> [Task material]
══════════

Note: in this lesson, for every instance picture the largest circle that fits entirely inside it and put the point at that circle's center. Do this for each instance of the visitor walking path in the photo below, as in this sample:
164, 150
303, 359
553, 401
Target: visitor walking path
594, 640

══════════

Set out every line of the entries above as a numbered list, skipping any blank lines.

> [Task result]
1. Note: in this lesson, for every instance picture the largest circle that fits entirely inside it and put the point at that circle's center. Do this for each instance of the visitor walking path in the photo below, as in this sample:
2. 164, 150
3. 303, 359
4. 553, 401
5. Target: visitor walking path
6. 594, 640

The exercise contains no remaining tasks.